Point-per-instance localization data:
☆ ☆ ☆ ☆

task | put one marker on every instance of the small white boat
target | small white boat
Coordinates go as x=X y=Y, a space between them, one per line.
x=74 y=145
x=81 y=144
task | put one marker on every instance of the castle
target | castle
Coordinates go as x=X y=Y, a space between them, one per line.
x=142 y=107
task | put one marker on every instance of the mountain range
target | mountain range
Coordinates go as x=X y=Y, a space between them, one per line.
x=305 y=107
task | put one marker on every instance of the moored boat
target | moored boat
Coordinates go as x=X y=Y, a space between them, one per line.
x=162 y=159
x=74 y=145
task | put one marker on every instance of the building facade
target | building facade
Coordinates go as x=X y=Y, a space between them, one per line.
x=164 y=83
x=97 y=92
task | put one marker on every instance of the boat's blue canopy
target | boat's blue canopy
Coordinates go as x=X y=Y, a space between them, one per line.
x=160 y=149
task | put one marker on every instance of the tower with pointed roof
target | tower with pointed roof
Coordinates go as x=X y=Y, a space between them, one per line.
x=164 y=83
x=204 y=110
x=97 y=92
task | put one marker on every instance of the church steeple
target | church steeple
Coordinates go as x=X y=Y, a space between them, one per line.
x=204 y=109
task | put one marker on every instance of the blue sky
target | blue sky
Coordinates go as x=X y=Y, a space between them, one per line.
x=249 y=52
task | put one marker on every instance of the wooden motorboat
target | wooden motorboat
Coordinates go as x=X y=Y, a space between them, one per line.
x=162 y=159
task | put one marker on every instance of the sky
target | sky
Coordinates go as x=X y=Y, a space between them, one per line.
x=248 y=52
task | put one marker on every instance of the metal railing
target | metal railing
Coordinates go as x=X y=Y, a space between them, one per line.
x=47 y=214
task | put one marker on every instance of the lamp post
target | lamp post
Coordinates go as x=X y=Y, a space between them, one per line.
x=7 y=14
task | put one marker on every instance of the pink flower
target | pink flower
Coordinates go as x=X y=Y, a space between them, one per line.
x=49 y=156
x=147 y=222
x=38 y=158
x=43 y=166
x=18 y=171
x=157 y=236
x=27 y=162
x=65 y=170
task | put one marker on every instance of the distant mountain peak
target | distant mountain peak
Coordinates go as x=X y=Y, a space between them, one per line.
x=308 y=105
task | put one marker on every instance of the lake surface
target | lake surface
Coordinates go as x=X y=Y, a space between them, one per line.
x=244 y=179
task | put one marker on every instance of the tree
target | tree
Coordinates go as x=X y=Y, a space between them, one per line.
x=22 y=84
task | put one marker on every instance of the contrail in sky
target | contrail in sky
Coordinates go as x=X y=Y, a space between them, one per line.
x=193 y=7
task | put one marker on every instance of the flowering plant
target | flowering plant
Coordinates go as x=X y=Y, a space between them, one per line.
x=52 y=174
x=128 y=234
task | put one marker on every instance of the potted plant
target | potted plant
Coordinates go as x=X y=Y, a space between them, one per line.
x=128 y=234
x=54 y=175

☆ ☆ ☆ ☆

WHAT YOU WILL DO:
Nothing in the entries should be skipped. Output them all exactly.

EXERCISE SOLUTION:
task | put one marker on every instance of the small white boat
target | small white boat
Coordinates go as x=X y=Y, a space between them, one per line.
x=74 y=145
x=81 y=144
task | put one marker on every instance of the castle
target | castle
Coordinates go as x=X y=Y, a space between them, one per line.
x=142 y=107
task | put one marker on every instance of the mountain range
target | mountain range
Coordinates go as x=X y=Y, a space between them, one per line.
x=305 y=107
task | put one marker on every instance of the moored boat
target | moored boat
Coordinates go as x=X y=Y, a space between them, one per line.
x=162 y=159
x=74 y=145
task | put one marker on every instance of the building facade
target | building facade
Coordinates go as x=X y=Y, a space between them, one per line.
x=164 y=83
x=97 y=92
task | put one marker on every instance of the boat's blue canopy
target | boat's blue canopy
Coordinates go as x=X y=Y, a space between them, one per line.
x=160 y=149
task | put one marker on every instance of the tower with pointed roof
target | tower with pointed roof
Coordinates go as x=X y=Y, a space between them, one per line.
x=164 y=83
x=204 y=110
x=97 y=92
task | put one marker on every instance of the church steeple
target | church steeple
Coordinates go as x=X y=Y, a space between them, one per line.
x=204 y=109
task | put one marker on every instance of the blue sky
target | blue sky
Coordinates go as x=X y=Y, a space between them, one per line.
x=249 y=52
task | put one marker on every instance of the wooden motorboat
target | wooden motorboat
Coordinates go as x=X y=Y, a space between them, one per line.
x=162 y=159
task | put one marker on every instance of the sky
target | sky
Coordinates go as x=X y=Y, a space between them, one per line.
x=248 y=52
task | put one marker on every instance of the metal railing
target | metal railing
Coordinates go as x=X y=Y, a space between them, one per line.
x=47 y=214
task | put one marker on every instance of the lamp post
target | lamp post
Coordinates go as x=X y=Y, a space between them, one per line.
x=7 y=14
task | put one marker on every instance of the pink flower
target | pink flower
Coordinates go as x=X y=Y, a space between them, one per line.
x=49 y=156
x=147 y=222
x=38 y=158
x=43 y=166
x=18 y=171
x=157 y=236
x=27 y=162
x=65 y=170
task | put one marker on every instance of the distant mountain peak
target | distant mountain peak
Coordinates go as x=X y=Y, a space between them, one per line.
x=308 y=105
task | put one marker on every instance of the lake surface
target | lake surface
Coordinates go as x=X y=Y, a space between them, one per line.
x=244 y=179
task | put one marker on every instance of the tree
target | tree
Coordinates go as x=X y=Y, a space between them, one per line.
x=22 y=84
task | put one marker on every instance of the contrail in sky
target | contrail in sky
Coordinates go as x=X y=Y, a space between them, one per line.
x=193 y=7
task | put one marker on every instance of the flowering plant
target | flowering plant
Coordinates go as x=X y=Y, a space between them, one per line.
x=52 y=174
x=128 y=234
task | put one marker on every instance of the potted plant
target | potted plant
Coordinates go as x=X y=Y, a space between them, one per line.
x=128 y=234
x=54 y=175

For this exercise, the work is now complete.